Gather each line in the items below that contains the word "window" and list those lines in their original form.

+++

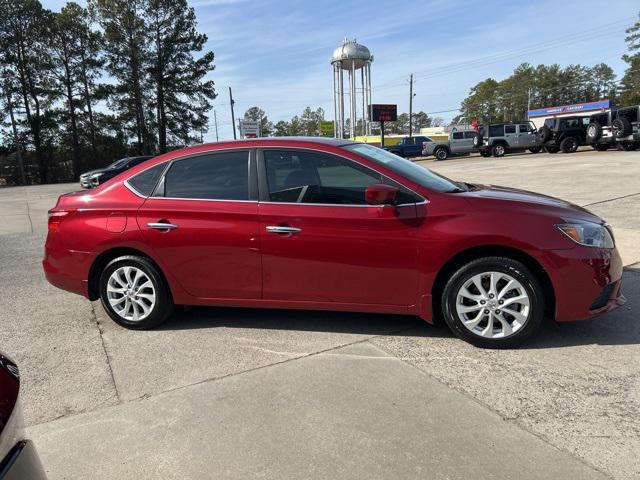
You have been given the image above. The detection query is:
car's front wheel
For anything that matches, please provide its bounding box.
[100,255,173,330]
[442,257,544,348]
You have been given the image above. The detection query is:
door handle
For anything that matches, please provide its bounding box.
[267,225,302,234]
[147,222,178,230]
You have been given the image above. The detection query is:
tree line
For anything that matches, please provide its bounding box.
[0,0,216,183]
[453,11,640,123]
[244,107,444,137]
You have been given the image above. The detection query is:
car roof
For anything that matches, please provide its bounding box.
[207,137,358,147]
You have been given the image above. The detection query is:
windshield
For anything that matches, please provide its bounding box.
[343,143,460,192]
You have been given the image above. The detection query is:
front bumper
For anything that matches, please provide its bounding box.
[0,440,47,480]
[542,245,626,322]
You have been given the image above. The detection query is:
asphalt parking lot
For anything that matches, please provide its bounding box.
[0,151,640,480]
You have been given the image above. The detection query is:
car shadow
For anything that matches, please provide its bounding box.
[158,268,640,349]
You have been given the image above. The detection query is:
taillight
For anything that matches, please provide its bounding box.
[49,210,72,232]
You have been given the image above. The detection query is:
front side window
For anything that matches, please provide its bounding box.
[164,150,249,200]
[263,150,417,205]
[342,143,460,193]
[489,125,504,137]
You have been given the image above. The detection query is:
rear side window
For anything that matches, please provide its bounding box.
[127,163,167,197]
[164,150,249,200]
[489,125,504,137]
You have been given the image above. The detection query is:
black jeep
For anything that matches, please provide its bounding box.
[473,121,542,157]
[587,105,640,151]
[538,116,589,153]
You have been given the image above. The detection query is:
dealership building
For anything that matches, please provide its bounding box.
[527,100,611,128]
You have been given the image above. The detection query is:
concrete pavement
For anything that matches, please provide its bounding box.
[0,148,640,480]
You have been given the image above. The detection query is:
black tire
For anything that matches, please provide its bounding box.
[611,117,633,139]
[441,257,545,348]
[491,143,507,157]
[99,255,174,330]
[538,125,551,143]
[587,122,602,143]
[560,137,580,153]
[433,147,449,161]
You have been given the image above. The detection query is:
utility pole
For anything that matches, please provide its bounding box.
[229,87,238,140]
[213,108,220,142]
[409,73,413,138]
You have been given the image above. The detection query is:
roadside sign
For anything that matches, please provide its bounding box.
[320,120,334,137]
[239,120,260,138]
[371,103,398,122]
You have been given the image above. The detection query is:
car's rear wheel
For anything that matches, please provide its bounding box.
[560,137,580,153]
[99,255,173,330]
[434,147,449,160]
[491,143,506,157]
[442,257,544,348]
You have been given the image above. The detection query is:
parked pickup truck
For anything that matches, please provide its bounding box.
[422,130,478,160]
[382,137,431,158]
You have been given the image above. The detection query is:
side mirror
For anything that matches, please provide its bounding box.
[364,183,398,205]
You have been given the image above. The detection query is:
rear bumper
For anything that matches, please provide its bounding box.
[42,235,94,298]
[542,246,626,322]
[0,440,47,480]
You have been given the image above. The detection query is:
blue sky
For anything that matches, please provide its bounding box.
[43,0,640,141]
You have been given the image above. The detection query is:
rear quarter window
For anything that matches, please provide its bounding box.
[127,163,167,197]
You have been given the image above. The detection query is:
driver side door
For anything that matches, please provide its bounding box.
[258,148,424,311]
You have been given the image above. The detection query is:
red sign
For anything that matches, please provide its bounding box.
[371,104,398,122]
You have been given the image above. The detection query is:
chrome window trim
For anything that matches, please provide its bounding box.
[257,144,429,207]
[123,145,429,208]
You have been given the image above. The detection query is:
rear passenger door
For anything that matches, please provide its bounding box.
[134,149,262,299]
[449,132,464,153]
[518,123,535,148]
[504,125,520,148]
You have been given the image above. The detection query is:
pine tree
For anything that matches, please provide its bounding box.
[620,11,640,105]
[145,0,216,153]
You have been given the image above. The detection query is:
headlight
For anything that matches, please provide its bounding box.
[556,220,615,248]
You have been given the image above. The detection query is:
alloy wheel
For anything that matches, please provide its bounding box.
[107,266,156,322]
[456,272,531,338]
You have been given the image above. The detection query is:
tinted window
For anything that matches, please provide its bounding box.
[343,143,460,192]
[489,125,504,137]
[128,163,167,197]
[264,150,417,205]
[164,150,249,200]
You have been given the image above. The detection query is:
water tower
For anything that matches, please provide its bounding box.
[331,38,373,138]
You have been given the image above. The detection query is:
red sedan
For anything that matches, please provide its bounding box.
[43,138,624,347]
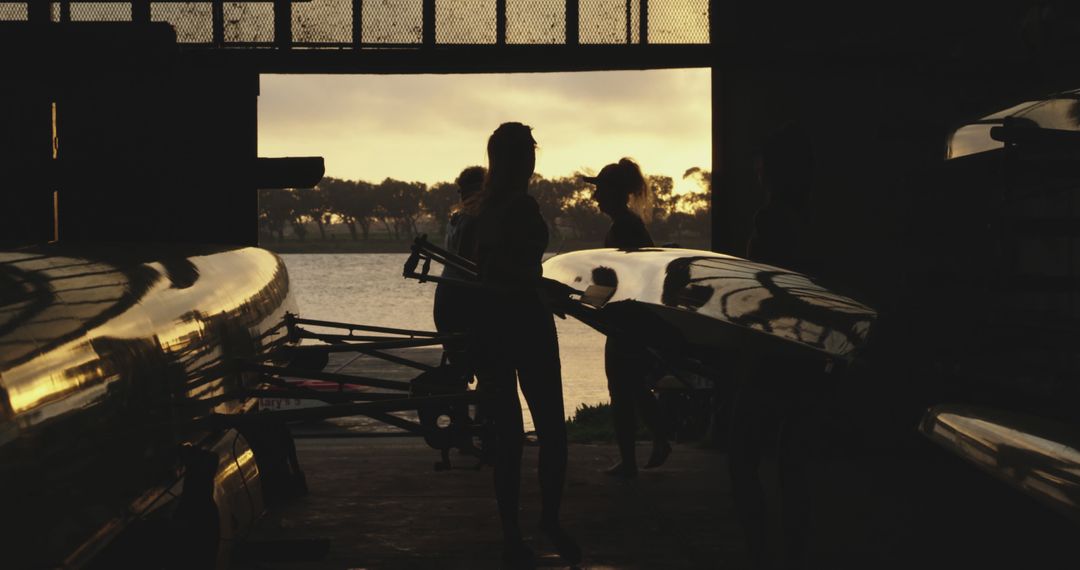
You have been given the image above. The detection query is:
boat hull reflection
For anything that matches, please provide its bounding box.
[543,247,877,361]
[920,405,1080,520]
[0,244,296,568]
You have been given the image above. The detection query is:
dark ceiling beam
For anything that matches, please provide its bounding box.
[181,45,715,74]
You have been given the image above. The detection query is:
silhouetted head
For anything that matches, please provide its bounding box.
[581,159,649,218]
[757,123,813,203]
[455,166,487,202]
[484,123,537,205]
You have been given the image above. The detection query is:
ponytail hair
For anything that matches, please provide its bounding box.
[618,158,652,223]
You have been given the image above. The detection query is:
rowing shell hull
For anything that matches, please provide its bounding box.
[0,244,296,568]
[543,247,877,361]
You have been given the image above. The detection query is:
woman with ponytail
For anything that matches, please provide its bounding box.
[476,123,581,568]
[582,159,672,478]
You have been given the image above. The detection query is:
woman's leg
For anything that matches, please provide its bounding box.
[482,368,524,544]
[517,315,581,564]
[604,339,637,476]
[728,379,769,568]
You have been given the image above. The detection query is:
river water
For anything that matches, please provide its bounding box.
[281,254,608,428]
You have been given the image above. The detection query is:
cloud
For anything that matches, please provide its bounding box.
[252,69,712,184]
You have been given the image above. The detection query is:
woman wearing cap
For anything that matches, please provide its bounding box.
[583,159,672,478]
[476,123,581,568]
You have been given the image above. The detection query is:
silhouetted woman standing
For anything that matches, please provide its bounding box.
[468,123,581,568]
[582,159,672,478]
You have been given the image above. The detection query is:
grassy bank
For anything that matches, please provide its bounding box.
[259,235,710,254]
[566,404,651,444]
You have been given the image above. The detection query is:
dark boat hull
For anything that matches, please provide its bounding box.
[0,244,296,567]
[543,247,877,361]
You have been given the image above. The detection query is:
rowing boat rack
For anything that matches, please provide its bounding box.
[208,314,480,471]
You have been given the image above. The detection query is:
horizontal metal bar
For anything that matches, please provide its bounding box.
[282,336,459,349]
[293,317,438,337]
[204,392,477,428]
[244,363,410,392]
[293,432,423,439]
[245,389,402,404]
[367,351,435,372]
[365,411,427,434]
[297,328,434,342]
[403,271,496,290]
[413,236,480,274]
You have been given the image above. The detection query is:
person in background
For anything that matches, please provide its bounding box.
[433,161,494,457]
[433,166,486,333]
[728,124,824,568]
[468,123,581,568]
[582,159,672,479]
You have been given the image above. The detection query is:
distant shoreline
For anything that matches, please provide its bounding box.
[259,235,710,254]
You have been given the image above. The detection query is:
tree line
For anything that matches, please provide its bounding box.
[259,167,712,243]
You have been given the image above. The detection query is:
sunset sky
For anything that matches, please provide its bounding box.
[259,69,712,190]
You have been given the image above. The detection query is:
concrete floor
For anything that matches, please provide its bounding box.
[242,437,747,570]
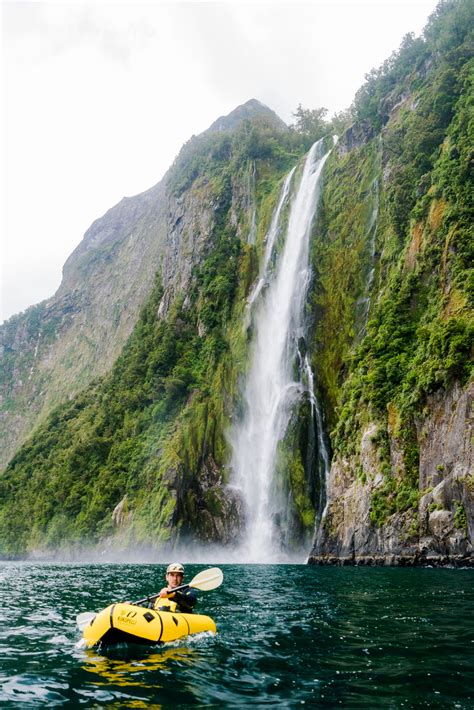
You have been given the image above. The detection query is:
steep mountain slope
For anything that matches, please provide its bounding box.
[311,2,474,564]
[0,0,474,564]
[0,100,287,468]
[0,102,304,553]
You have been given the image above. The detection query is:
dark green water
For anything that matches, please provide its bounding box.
[0,563,474,708]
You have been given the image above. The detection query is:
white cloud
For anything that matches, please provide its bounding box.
[1,0,436,317]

+++

* _WRITTEN REPLY_:
front side window
rear side window
rear quarter window
chrome window trim
tinted window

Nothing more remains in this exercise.